::: Records for the exercise :::

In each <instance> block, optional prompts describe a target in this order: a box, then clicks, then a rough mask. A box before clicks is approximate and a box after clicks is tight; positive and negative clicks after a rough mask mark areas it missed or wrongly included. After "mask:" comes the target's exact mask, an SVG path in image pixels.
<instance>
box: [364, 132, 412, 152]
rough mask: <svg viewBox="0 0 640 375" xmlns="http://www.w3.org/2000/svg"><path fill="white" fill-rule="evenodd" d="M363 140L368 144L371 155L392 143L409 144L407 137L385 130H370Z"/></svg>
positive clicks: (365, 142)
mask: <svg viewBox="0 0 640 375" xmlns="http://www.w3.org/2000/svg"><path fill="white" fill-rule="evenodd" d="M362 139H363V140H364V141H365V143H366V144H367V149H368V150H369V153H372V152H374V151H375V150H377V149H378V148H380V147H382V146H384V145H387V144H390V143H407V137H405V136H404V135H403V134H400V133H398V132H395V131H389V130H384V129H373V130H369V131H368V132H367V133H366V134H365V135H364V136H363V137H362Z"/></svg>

:::

- Aim of the task:
Quote the data above verbatim from its first line to the line that includes "box: [364, 132, 412, 152]", with both boundary lines retained.

- Solution to this task:
In each <instance> block, optional prompts describe a target in this order: a box, then clicks, then a rough mask. A box before clicks is approximate and a box after clicks is tight; positive and negative clicks after a rough mask mark areas it missed or wrongly included. After "mask:" comes the target's exact mask, an SVG path in image pixels.
<instance>
box: [364, 132, 412, 152]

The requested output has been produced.